◆ **THE RECORDS**:
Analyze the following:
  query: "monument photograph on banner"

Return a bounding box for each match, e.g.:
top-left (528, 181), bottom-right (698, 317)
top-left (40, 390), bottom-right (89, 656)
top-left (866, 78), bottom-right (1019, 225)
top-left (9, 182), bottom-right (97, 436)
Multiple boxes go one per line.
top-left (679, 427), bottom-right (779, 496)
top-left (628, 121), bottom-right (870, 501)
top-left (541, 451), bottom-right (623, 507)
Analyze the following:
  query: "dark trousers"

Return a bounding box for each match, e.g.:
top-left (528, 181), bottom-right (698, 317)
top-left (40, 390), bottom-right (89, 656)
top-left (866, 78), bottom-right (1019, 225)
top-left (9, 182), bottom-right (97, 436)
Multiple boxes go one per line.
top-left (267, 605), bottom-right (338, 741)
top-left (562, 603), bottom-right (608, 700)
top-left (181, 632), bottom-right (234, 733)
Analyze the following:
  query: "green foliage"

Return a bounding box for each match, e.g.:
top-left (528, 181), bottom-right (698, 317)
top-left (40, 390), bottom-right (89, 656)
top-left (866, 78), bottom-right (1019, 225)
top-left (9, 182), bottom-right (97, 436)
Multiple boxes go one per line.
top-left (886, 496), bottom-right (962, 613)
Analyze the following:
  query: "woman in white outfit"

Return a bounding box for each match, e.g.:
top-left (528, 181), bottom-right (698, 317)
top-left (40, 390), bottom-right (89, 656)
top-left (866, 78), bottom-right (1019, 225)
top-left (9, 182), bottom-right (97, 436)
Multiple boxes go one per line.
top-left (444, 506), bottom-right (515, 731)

◆ **PROMPT**: Give back all of the material above word for word, leaving every line unchanged.

◆ **SOLVED EXERCISE**:
Analyze the following:
  query: "monument photograph on banner"

Return a bounding box for each match, e.g.:
top-left (528, 181), bottom-right (698, 317)
top-left (40, 390), bottom-right (89, 656)
top-left (866, 78), bottom-right (1019, 225)
top-left (9, 182), bottom-right (97, 436)
Multiple boxes go one per line.
top-left (679, 427), bottom-right (779, 496)
top-left (628, 121), bottom-right (870, 501)
top-left (541, 451), bottom-right (623, 507)
Analyze the following:
  query: "dark trousers"

Return a bounding box for each match, e.g.:
top-left (528, 181), bottom-right (698, 317)
top-left (40, 390), bottom-right (89, 656)
top-left (866, 78), bottom-right (1019, 225)
top-left (9, 182), bottom-right (97, 436)
Multiple boxes go one per line.
top-left (267, 605), bottom-right (338, 741)
top-left (562, 603), bottom-right (608, 700)
top-left (181, 632), bottom-right (234, 733)
Analyze the following:
  query: "green foliage"

Return a bounding box for each match, e.g.:
top-left (528, 181), bottom-right (698, 317)
top-left (40, 390), bottom-right (89, 656)
top-left (866, 78), bottom-right (1019, 225)
top-left (9, 182), bottom-right (97, 436)
Multiple boxes go one per line.
top-left (886, 496), bottom-right (962, 613)
Analyze the following:
  query: "woman in white outfit"

Return a bounding box for each match, e.g.:
top-left (528, 181), bottom-right (698, 317)
top-left (40, 390), bottom-right (89, 656)
top-left (866, 78), bottom-right (1019, 225)
top-left (9, 182), bottom-right (97, 436)
Multiple boxes go one per line.
top-left (444, 506), bottom-right (515, 731)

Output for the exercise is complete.